§ 提供テキスト
· · · · · · ·

I-neは、自社初となる研究所「日本美科学研究所(Japan Beauty Institute of Science and Technology、通称・以下『JBIST〈ジェービスト〉』)」を2025年8月1日に設立した。

インハウスラボを併設した同拠点は、同社の強みであるファブレス体制を活かし、差別化技術の内製化と商品化工程の外部連携を両立させた、これまでにないハイブリッドな「ファブレス型R&D」を実現するものだ。

所在地は東京都江東区新木場2-2-10、所長は竹内啓貴氏。

URL:https://i-ne.co.jp/business/science/

従来、R&Dは独自成分や特許による差別化、技術ライセンス展開などを通じて企業価値を高める源泉として機能してきた。一方で、自社工場は開発やコスト面において柔軟性を欠く側面もある。

同社は創業以来培ってきたファブレスでの商品開発の知見と、OEM・ODMパートナーとの強固なネットワークを生かし、「ファブレス型R&D」を採用。技術に縛られないマーケティング視点を起点とした市場創造型の開発体制を構築し、スピードと独自性の両立をめざす。

JBISTの「ファブレス型R&D」モデルでは、差別化技術や独自処方のプロトタイプ、エビデンス構築など核となる部分は自社で開発・特許化しながら、一方で、製剤化や量産などに関しては、OEM・ODMパートナーと連携することで、大規模な設備投資に依存せず、高度な商品開発を可能とする。

· · · · · · ·

§ 提供された記録
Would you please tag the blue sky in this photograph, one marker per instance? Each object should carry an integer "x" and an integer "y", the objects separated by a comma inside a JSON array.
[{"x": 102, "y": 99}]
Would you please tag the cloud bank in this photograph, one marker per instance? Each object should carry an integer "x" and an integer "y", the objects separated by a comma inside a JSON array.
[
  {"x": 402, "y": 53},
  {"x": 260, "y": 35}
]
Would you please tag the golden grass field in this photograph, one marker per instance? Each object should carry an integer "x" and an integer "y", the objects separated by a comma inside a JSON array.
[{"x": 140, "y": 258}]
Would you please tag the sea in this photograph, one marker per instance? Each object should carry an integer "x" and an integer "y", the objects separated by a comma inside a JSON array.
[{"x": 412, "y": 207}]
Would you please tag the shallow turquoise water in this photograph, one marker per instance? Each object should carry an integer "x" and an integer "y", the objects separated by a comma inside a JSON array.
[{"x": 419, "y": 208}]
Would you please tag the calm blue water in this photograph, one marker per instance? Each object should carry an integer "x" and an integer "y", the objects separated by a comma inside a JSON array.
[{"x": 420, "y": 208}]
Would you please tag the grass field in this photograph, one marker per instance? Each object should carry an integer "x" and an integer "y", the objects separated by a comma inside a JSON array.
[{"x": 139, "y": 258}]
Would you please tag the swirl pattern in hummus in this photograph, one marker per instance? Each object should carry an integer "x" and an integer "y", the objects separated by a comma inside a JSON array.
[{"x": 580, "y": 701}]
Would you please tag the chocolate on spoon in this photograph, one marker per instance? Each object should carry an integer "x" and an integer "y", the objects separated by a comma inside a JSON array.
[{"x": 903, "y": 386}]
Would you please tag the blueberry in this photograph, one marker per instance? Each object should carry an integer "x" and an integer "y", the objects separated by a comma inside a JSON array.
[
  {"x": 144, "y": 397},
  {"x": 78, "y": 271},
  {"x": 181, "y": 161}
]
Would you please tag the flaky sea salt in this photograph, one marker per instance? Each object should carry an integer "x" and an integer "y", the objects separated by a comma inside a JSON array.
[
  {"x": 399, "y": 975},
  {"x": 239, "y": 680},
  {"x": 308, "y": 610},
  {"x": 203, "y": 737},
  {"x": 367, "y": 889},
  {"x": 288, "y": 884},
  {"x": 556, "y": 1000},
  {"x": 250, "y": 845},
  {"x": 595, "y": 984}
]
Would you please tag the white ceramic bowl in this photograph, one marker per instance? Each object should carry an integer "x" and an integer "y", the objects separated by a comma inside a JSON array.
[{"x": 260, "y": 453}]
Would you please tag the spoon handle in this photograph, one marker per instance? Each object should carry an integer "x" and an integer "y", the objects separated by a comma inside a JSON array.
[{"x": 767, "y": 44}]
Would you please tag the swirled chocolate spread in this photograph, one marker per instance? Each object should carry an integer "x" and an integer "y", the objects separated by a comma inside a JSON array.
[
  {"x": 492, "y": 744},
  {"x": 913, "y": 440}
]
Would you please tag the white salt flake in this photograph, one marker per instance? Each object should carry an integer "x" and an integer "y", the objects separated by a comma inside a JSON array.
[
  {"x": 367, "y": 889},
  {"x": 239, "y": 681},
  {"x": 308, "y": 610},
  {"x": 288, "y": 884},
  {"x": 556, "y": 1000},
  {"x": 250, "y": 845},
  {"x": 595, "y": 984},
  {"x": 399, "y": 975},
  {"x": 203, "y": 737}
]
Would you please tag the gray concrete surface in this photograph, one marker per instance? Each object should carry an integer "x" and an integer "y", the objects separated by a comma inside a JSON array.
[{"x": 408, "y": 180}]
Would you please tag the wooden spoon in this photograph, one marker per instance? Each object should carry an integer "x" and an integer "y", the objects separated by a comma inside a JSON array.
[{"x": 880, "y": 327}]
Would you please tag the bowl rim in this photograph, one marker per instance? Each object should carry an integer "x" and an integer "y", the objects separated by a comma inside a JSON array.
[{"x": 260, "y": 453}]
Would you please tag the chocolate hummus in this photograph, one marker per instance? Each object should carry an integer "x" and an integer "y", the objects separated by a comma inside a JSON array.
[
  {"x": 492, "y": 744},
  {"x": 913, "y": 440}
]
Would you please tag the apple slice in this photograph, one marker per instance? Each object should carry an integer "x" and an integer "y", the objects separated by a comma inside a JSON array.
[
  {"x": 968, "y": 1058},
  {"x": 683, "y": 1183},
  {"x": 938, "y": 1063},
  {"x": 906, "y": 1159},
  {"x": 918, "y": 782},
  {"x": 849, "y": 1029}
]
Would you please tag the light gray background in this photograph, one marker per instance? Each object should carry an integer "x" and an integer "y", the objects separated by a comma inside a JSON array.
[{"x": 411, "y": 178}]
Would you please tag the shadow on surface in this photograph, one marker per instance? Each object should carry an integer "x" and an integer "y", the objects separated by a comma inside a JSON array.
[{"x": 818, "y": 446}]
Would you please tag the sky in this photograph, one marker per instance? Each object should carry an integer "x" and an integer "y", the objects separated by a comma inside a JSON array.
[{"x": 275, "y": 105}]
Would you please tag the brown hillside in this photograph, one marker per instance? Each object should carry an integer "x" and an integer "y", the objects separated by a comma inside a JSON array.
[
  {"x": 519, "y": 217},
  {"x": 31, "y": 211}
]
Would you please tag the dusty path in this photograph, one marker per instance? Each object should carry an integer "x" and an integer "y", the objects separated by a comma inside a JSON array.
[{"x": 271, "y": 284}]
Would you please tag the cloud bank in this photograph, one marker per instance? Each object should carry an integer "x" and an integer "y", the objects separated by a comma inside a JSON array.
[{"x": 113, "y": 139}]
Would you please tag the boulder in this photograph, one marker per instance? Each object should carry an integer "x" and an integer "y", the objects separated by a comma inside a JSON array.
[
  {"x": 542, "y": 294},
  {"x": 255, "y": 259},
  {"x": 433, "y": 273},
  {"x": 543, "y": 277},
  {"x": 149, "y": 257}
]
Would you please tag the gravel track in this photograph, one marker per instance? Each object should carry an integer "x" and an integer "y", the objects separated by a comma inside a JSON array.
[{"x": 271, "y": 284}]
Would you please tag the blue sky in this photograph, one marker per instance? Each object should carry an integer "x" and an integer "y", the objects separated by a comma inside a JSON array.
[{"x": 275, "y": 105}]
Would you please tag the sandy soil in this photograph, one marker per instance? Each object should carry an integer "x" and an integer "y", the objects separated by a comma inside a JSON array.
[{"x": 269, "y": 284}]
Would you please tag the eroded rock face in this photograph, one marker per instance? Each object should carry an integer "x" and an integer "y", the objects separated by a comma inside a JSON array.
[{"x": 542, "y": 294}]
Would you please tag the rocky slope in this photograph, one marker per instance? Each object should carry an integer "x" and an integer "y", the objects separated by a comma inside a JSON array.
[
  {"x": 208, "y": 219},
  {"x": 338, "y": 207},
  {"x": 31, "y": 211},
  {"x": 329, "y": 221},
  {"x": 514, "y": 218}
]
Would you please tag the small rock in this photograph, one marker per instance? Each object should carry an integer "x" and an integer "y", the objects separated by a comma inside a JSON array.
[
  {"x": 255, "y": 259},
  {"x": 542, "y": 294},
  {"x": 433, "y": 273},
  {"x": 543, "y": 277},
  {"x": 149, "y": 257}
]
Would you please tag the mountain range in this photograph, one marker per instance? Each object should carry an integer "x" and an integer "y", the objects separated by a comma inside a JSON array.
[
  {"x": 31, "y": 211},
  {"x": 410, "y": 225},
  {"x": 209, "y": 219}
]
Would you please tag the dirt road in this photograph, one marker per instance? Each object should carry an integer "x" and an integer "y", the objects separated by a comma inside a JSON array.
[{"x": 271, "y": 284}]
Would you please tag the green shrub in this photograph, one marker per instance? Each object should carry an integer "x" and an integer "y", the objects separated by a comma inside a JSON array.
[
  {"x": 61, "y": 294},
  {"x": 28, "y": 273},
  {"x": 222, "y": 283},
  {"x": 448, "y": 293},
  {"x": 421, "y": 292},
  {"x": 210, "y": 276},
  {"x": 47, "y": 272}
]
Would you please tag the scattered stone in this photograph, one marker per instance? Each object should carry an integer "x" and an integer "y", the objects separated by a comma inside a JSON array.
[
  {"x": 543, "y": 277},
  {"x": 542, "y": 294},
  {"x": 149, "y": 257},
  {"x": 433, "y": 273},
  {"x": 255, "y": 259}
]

· · · · · · ·

§ 作業内容
1. 研究所設立についての文章のうち、「URL:https://i-ne.co.jp/business/science/」から「ードと独自性の両立をめざす。」までを両端も含めて示し、「自社工場」を「自前の工場」に置き換えた形に更新してもらえますか？
2. 研究所設立についての文章の続きを、最後の文の後から書き進めてもらえますか？

§ 作業別の回答
1.
URL:https://i-ne.co.jp/business/science/

従来、R&Dは独自成分や特許による差別化、技術ライセンス展開などを通じて企業価値を高める源泉として機能してきた。一方で、自前の工場は開発やコスト面において柔軟性を欠く側面もある。

同社は創業以来培ってきたファブレスでの商品開発の知見と、OEM・ODMパートナーとの強固なネットワークを生かし、「ファブレス型R&D」を採用。技術に縛られないマーケティング視点を起点とした市場創造型の開発体制を構築し、スピードと独自性の両立をめざす。

2.
加えて、マーケティングと研究開発を融合し、生活者インサイトに基づいた研究テーマの設計と社長直下の機動的な意思決定体制により、「売れる・選ばれる・続けられる」商品づくりを支える研究開発組織をめざす。

このような体制により、「自社工場を保有せずとも、高品質な商品開発・供給」「多様なOEM・ODMパートナーとの共創による『オープンイノベーション・オープンディベロップメント』の実現」「生活者ニーズや市場の兆しに応じた、タイムリーかつ柔軟な商品開発体制の構築」といった取り組みが可能となる。

今後の展望としては、

1.26年よりJBIST発の研究成果を市場へ投入

併設のインハウスラボを活用し、プロトタイピングや検証を迅速に進行。26年にはJBISTから生まれた研究成果を商品としてリリースする見込みだ。

2.コンソーシアム型の共創が本格始動

JBISTをハブとして、社内外の技術・知見・人材を有機的に結びつける「コンソーシアム」体制を築く。すでに開始している、日本化粧品領域で国内トップレベルのドラッグデリバリーの知見をもつ佐賀大学 徳留嘉寛教授との連携をはじめ、アカデミアとの共創を本格始動し成果を順次発表するとともに、外部の専門家やパートナーとも共創し、高度でユニークな開発を推進する。

3.AIなどを活用したライトアセット型R&Dによる、少数精鋭・高機動型ラボの実現

処方設計や品質管理など、人的資源やリードタイムを要するプロセスに、AIなど最先端のクリエイティブテクノロジーを活用。従来のR&Dでは難しかった、小規模でもイノベーションを創出できるラボシステムを構築する。

の三つを考えている。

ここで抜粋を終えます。